*Work request*. Output the entries exactly as they appear. Pictures should not be included.

|---|

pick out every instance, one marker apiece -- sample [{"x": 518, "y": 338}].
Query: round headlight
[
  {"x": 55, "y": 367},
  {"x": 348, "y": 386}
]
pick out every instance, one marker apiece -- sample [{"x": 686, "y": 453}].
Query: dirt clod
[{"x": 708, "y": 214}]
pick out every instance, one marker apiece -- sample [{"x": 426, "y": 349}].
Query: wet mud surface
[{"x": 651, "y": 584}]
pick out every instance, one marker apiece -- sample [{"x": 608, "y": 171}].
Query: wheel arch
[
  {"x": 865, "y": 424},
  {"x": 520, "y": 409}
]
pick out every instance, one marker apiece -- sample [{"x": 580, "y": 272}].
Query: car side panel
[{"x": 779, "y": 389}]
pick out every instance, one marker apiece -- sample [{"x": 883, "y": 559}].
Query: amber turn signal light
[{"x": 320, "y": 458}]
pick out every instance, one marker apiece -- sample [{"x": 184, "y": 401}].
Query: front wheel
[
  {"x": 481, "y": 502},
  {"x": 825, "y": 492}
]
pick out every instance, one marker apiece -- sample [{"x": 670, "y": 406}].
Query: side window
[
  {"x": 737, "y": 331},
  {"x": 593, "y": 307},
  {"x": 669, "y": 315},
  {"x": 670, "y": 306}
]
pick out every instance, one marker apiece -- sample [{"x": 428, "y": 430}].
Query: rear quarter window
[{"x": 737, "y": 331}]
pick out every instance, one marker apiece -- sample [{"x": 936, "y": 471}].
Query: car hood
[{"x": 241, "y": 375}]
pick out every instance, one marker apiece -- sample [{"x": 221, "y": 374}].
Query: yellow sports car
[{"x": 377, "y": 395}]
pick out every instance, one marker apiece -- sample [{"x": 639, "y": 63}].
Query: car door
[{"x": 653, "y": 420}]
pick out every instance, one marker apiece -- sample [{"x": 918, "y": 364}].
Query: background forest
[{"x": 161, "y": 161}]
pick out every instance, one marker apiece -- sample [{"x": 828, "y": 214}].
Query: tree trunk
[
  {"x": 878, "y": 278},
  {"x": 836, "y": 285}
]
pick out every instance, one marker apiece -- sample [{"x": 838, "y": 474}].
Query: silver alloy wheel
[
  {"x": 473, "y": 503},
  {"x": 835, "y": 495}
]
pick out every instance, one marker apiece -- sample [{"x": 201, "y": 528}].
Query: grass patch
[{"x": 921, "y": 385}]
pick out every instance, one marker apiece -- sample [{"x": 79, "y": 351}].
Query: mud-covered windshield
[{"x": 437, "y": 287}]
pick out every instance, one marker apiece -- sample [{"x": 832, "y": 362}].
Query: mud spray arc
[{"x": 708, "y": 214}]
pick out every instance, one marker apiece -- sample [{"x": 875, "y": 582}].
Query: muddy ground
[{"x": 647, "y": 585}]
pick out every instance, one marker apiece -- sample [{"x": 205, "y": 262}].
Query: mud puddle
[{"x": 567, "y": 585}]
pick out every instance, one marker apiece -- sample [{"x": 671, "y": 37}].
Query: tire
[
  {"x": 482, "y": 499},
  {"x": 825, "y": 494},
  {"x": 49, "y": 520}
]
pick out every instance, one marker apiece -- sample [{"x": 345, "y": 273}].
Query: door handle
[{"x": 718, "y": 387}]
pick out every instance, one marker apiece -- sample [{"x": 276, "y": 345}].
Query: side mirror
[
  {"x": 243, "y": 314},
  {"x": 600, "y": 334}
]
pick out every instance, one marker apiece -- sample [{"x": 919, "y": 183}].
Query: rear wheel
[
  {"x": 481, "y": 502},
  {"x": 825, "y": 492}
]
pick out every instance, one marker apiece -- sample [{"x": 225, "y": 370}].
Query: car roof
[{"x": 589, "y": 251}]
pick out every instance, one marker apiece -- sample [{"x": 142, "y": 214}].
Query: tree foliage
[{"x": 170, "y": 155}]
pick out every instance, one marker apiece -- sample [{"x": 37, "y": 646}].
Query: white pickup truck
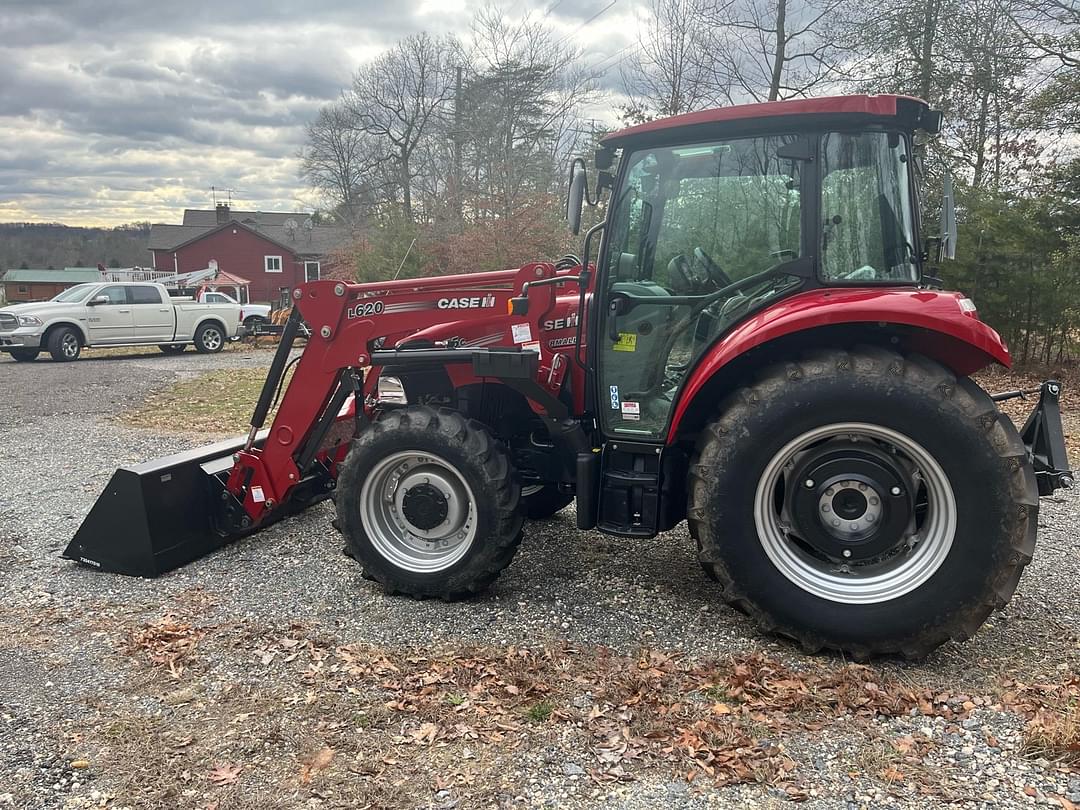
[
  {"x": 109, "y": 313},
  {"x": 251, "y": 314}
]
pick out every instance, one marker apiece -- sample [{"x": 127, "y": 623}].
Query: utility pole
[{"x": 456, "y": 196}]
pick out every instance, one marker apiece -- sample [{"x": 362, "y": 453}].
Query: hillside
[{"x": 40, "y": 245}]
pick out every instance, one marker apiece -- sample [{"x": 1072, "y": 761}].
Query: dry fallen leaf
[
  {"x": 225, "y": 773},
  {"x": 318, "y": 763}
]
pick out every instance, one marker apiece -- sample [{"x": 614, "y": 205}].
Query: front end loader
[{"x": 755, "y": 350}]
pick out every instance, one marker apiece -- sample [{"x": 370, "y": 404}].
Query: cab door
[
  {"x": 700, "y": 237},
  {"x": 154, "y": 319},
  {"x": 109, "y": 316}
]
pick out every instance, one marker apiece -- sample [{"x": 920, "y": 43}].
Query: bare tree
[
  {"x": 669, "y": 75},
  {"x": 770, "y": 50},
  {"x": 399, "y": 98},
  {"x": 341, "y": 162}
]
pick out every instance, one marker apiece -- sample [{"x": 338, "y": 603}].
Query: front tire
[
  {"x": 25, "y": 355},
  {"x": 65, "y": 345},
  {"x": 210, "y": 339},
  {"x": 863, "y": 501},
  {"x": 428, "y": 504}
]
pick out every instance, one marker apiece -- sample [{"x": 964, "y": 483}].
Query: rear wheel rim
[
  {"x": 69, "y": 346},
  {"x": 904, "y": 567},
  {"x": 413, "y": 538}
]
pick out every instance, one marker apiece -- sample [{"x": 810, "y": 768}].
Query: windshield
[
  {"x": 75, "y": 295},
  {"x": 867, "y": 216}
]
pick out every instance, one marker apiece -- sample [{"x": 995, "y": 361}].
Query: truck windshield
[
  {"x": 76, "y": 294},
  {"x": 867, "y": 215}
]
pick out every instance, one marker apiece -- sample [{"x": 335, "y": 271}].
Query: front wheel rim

|---|

*Result for this exercise*.
pick out every instance, one marker apiece -- sample [{"x": 518, "y": 338}].
Query: round headlight
[
  {"x": 55, "y": 367},
  {"x": 348, "y": 386}
]
pick out every instance, one marker apiece -- sample [{"x": 686, "y": 453}].
Query: dirt clod
[{"x": 708, "y": 214}]
pick out every instance, one marker apiece -- sample [{"x": 426, "y": 349}].
Query: wet mud surface
[{"x": 651, "y": 584}]
pick out every instance, one marker apiece -- sample [{"x": 608, "y": 171}].
Query: wheel arch
[
  {"x": 865, "y": 424},
  {"x": 520, "y": 409}
]
pick out every instance, one marker apiece -- sample [{"x": 580, "y": 272}].
Query: car side panel
[{"x": 779, "y": 389}]
pick out every instance, one marker apiece -- sample [{"x": 883, "y": 559}].
Query: amber turn signal light
[{"x": 320, "y": 458}]
pick out every instance, one marker apiece -- sample [{"x": 184, "y": 401}].
Query: front wheel
[
  {"x": 481, "y": 502},
  {"x": 825, "y": 492}
]
pick out every instance, one marker apiece -- sample [{"x": 670, "y": 406}].
Query: side window
[
  {"x": 737, "y": 331},
  {"x": 593, "y": 307},
  {"x": 669, "y": 315},
  {"x": 670, "y": 306}
]
pick out every instance, one marker apiece -- sample [{"x": 428, "y": 430}].
Query: rear quarter window
[{"x": 737, "y": 331}]
pick out every instance, one marker apiece -- sample [{"x": 936, "y": 471}].
Query: car hood
[{"x": 241, "y": 375}]
pick out every instance, one marker apiece -- sample [{"x": 221, "y": 374}].
Query: yellow sports car
[{"x": 377, "y": 395}]
pick out every instance, one marker apiece -- sample [{"x": 639, "y": 63}].
Query: car door
[{"x": 653, "y": 420}]
pick out every instance, one marker apiece -- sample [{"x": 918, "y": 364}].
Query: background forest
[{"x": 161, "y": 161}]
pick out every instance, one marker apiece -- sample [{"x": 828, "y": 214}].
Query: tree trunk
[
  {"x": 878, "y": 278},
  {"x": 836, "y": 285}
]
pick out every instance, one marker apiece -- sample [{"x": 838, "y": 474}].
Query: silver alloy wheel
[
  {"x": 473, "y": 503},
  {"x": 835, "y": 495}
]
pick out every instance, one marker apiece -- sample [{"x": 201, "y": 528}].
Query: grass patch
[{"x": 921, "y": 385}]
pick out every instance, one marker apiece -- sample [{"x": 79, "y": 351}].
Query: mud-covered windshield
[{"x": 437, "y": 287}]
pick out every instance, one marker apiece -- sample [{"x": 832, "y": 362}].
Query: mud spray arc
[{"x": 708, "y": 214}]
pick out every instance, one marker apiece -- sample [{"x": 875, "y": 582}].
Query: muddy ground
[{"x": 647, "y": 585}]
pick out every instance, one marker apiece -- sample [{"x": 205, "y": 262}].
Query: mud puddle
[{"x": 567, "y": 585}]
pick out every instance, one marker apiece -- sample [{"x": 671, "y": 37}].
Query: tire
[
  {"x": 482, "y": 499},
  {"x": 825, "y": 494},
  {"x": 49, "y": 520}
]
pick out every instance, one marker apiece -- sample [{"x": 345, "y": 273}].
Query: door handle
[{"x": 718, "y": 387}]
pick out every instance, one marker apiece -- sample [{"x": 276, "y": 345}].
Query: side mirror
[
  {"x": 243, "y": 314},
  {"x": 600, "y": 334}
]
pick out every instance, one marker apiece -- sample [{"x": 919, "y": 183}].
Query: rear wheel
[
  {"x": 481, "y": 502},
  {"x": 825, "y": 492}
]
pick out every instance, one marker apiece -- sample [{"x": 225, "y": 370}].
Query: car roof
[{"x": 589, "y": 251}]
pick out every instance, one marker apiece -- sample [{"x": 142, "y": 214}].
Query: tree foliage
[{"x": 170, "y": 155}]
pick out every instance, one marker apiece -- sample [{"x": 37, "y": 646}].
Query: white pickup truck
[
  {"x": 109, "y": 313},
  {"x": 251, "y": 314}
]
pick out every instance, one marker apiece -- sample [{"x": 127, "y": 623}].
Query: utility pole
[{"x": 456, "y": 196}]
pick out every instance, one marker apiece -- sample [{"x": 362, "y": 453}].
Query: hillside
[{"x": 40, "y": 245}]
pick out every instance, one marker apiece -- sample [{"x": 1072, "y": 761}].
Query: dry fallen leaf
[
  {"x": 225, "y": 773},
  {"x": 318, "y": 763}
]
pick out every instance, one marker apiece -- sample [{"x": 614, "y": 205}].
Query: front end loader
[{"x": 755, "y": 350}]
pick out every instance, one marker apiece -- sample [{"x": 370, "y": 404}].
Query: cab door
[
  {"x": 700, "y": 237},
  {"x": 154, "y": 319},
  {"x": 109, "y": 316}
]
pick out every instance, one marker apiece -- sample [{"x": 920, "y": 43}].
Query: bare tree
[
  {"x": 669, "y": 75},
  {"x": 770, "y": 50},
  {"x": 399, "y": 98},
  {"x": 341, "y": 162}
]
pick out every instance, one marker apiece -- sample [{"x": 338, "y": 603}].
Query: front tire
[
  {"x": 25, "y": 355},
  {"x": 65, "y": 345},
  {"x": 210, "y": 339},
  {"x": 863, "y": 501},
  {"x": 428, "y": 504}
]
pick out every instance, one marker apiece -- sample [{"x": 964, "y": 483}].
Query: rear wheel rim
[
  {"x": 69, "y": 346},
  {"x": 904, "y": 567},
  {"x": 413, "y": 538}
]
pick out every instance, one marker apiece -- sample [{"x": 810, "y": 768}].
Query: windshield
[
  {"x": 75, "y": 295},
  {"x": 867, "y": 216}
]
pick out every instance, one marker apiece -- sample [{"x": 995, "y": 361}].
Query: truck windshield
[
  {"x": 76, "y": 294},
  {"x": 867, "y": 215}
]
pick out every instance, one marker apiece -- sample [{"x": 335, "y": 271}].
Query: front wheel rim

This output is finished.